[Start]
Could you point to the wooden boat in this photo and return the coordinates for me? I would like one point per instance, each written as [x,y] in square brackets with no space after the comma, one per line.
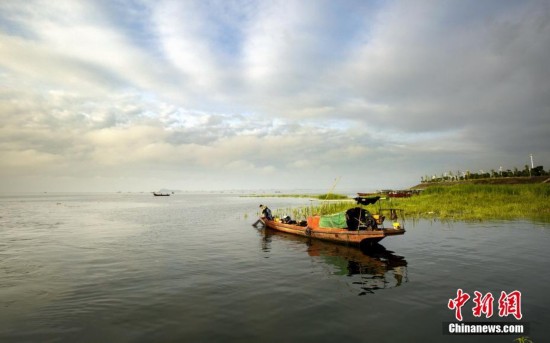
[161,194]
[369,229]
[379,268]
[345,236]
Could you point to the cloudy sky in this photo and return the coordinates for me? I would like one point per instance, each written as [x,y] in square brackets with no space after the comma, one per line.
[137,95]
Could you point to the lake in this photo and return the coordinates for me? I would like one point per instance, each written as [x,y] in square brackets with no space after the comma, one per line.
[191,268]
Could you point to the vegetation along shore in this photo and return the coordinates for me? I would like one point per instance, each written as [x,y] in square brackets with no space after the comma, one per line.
[457,201]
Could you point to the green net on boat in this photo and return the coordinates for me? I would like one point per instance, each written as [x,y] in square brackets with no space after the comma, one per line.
[337,220]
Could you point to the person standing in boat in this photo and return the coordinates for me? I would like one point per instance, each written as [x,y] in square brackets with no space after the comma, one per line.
[266,212]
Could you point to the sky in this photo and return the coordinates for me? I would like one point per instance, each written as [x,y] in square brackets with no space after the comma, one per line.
[137,95]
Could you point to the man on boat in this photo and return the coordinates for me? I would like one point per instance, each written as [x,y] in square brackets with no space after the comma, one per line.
[266,212]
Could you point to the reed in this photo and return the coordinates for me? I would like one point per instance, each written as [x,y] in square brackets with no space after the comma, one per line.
[459,202]
[480,202]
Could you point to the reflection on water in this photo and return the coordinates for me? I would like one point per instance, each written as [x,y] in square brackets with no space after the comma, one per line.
[370,269]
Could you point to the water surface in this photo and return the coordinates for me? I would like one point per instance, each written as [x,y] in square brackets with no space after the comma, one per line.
[191,268]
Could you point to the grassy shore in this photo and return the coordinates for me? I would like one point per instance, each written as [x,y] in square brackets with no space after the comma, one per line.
[460,202]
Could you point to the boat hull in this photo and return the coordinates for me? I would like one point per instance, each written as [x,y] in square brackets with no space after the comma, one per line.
[342,236]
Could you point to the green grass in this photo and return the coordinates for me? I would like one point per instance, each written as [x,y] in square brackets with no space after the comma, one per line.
[460,202]
[480,202]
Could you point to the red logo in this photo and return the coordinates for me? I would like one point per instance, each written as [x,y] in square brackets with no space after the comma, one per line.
[508,304]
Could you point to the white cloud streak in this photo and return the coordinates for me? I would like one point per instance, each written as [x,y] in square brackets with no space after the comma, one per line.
[289,93]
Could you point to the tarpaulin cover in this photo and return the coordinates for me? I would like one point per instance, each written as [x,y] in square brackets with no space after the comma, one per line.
[337,220]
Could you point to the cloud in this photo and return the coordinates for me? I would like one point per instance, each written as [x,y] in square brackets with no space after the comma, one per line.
[289,93]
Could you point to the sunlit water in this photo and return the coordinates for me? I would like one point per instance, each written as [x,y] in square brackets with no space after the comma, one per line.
[191,268]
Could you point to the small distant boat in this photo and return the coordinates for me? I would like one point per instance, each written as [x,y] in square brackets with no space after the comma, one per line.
[354,227]
[161,194]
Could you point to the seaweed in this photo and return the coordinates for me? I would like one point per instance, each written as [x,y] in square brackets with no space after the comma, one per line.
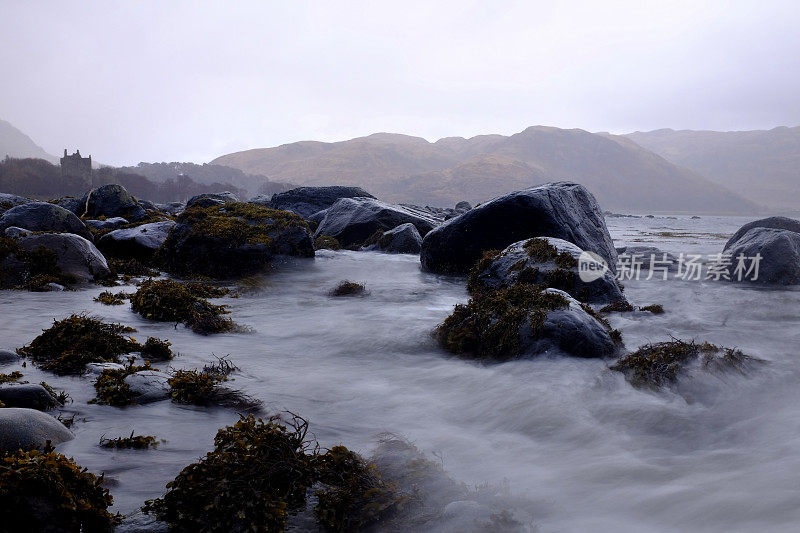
[46,491]
[488,326]
[69,344]
[348,288]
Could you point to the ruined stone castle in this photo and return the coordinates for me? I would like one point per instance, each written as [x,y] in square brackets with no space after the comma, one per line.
[77,168]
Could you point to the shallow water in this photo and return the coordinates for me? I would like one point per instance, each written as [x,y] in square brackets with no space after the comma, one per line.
[584,450]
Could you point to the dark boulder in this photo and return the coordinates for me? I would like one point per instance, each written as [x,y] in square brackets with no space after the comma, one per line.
[548,261]
[75,256]
[305,201]
[112,200]
[108,224]
[352,221]
[404,239]
[786,223]
[141,242]
[210,199]
[42,216]
[780,256]
[234,239]
[563,210]
[29,428]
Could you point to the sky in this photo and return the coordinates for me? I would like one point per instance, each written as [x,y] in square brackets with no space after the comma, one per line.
[190,81]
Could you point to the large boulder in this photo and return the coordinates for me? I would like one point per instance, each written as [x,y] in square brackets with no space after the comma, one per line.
[563,210]
[112,200]
[546,260]
[29,428]
[234,239]
[140,242]
[305,201]
[523,321]
[211,199]
[7,201]
[786,223]
[75,256]
[780,256]
[404,239]
[352,221]
[42,216]
[28,395]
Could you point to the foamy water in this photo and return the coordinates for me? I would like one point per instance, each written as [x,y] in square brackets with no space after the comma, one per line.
[578,448]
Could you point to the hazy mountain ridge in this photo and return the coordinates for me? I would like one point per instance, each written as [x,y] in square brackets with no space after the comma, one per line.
[14,143]
[623,175]
[763,165]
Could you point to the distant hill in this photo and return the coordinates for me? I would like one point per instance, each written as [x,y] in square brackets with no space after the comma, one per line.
[762,165]
[401,168]
[14,143]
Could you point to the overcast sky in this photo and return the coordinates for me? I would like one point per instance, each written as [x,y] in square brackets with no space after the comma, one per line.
[188,81]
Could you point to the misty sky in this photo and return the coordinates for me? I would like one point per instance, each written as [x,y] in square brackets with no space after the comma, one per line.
[188,81]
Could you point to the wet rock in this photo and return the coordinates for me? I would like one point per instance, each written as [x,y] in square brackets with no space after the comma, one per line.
[234,239]
[523,321]
[140,242]
[148,386]
[211,199]
[111,223]
[352,221]
[41,216]
[563,210]
[780,255]
[75,256]
[404,239]
[549,261]
[305,201]
[7,201]
[28,395]
[112,200]
[784,223]
[29,428]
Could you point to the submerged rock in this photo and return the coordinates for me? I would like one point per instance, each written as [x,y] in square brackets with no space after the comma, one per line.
[233,240]
[75,256]
[29,428]
[785,223]
[306,201]
[548,261]
[404,239]
[522,321]
[42,216]
[140,242]
[210,199]
[780,255]
[352,221]
[112,200]
[563,210]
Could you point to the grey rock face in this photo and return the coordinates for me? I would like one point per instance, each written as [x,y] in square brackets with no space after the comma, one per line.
[112,201]
[29,428]
[210,199]
[75,255]
[305,201]
[353,220]
[110,223]
[28,395]
[41,216]
[572,331]
[770,222]
[515,264]
[7,201]
[404,239]
[563,210]
[140,242]
[780,255]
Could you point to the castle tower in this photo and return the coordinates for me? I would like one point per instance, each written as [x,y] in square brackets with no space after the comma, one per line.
[76,167]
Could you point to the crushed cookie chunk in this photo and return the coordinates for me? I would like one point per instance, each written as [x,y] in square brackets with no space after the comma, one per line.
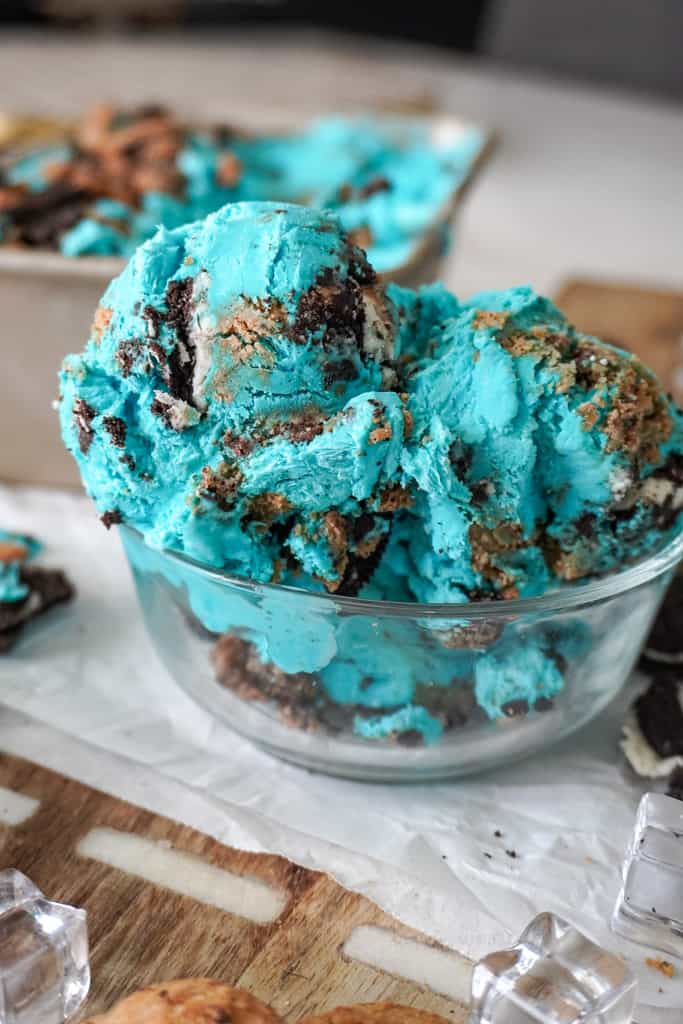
[589,414]
[265,508]
[486,544]
[489,318]
[394,497]
[380,434]
[377,184]
[333,306]
[83,415]
[101,321]
[229,170]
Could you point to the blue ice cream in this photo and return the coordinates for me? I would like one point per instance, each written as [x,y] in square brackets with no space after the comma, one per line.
[538,454]
[127,172]
[222,402]
[15,551]
[253,397]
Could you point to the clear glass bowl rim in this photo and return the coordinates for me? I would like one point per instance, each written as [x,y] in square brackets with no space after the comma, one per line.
[567,598]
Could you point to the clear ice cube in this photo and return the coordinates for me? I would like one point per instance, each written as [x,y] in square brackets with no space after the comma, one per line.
[44,970]
[649,906]
[553,975]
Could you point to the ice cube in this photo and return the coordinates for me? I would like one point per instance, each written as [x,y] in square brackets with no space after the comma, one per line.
[553,975]
[44,970]
[649,906]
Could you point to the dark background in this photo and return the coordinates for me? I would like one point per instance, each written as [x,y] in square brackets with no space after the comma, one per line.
[632,44]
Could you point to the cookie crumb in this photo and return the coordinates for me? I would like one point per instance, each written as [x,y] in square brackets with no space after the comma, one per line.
[664,967]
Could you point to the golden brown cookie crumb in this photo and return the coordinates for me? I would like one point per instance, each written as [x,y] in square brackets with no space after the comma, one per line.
[360,237]
[380,434]
[189,1000]
[11,551]
[488,317]
[376,1013]
[101,322]
[664,967]
[394,497]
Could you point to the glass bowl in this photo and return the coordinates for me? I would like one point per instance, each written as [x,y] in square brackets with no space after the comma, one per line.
[388,690]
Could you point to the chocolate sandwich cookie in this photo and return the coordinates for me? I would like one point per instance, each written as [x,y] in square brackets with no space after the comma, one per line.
[665,643]
[25,591]
[375,1013]
[652,734]
[190,1000]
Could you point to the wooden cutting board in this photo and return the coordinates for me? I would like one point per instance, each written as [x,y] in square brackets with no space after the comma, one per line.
[647,322]
[142,932]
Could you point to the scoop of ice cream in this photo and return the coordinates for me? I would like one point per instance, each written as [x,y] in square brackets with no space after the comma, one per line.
[232,399]
[538,455]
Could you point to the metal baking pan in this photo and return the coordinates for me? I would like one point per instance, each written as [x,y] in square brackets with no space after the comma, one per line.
[49,300]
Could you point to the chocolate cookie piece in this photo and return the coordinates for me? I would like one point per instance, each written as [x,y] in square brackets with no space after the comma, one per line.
[659,715]
[375,1013]
[46,588]
[190,1000]
[653,730]
[675,786]
[665,643]
[239,668]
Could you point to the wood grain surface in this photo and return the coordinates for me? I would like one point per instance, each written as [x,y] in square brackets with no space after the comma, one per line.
[141,933]
[647,322]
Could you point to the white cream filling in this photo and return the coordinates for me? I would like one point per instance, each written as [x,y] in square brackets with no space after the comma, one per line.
[645,761]
[378,331]
[179,414]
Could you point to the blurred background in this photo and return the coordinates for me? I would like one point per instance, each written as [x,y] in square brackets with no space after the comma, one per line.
[633,44]
[580,196]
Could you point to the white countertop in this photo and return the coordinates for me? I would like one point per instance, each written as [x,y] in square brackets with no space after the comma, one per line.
[584,181]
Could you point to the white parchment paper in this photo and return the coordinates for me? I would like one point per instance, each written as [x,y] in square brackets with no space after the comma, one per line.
[88,671]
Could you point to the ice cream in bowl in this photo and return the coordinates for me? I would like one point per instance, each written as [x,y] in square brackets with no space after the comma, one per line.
[383,532]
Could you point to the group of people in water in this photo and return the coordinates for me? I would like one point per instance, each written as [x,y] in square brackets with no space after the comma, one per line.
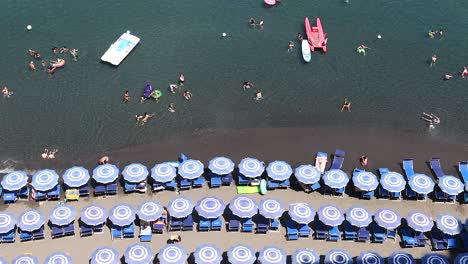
[End]
## Work to be completed
Collect each line of the records that contains the word "person", counting only matches with the same uppercase and lowercase letters.

## Finished task
Could you point to the person standing in boat in this photo and return the coordinates for me? I would like one point per instance, each written as [x,y] in square brackets with no space after the comma, one per line.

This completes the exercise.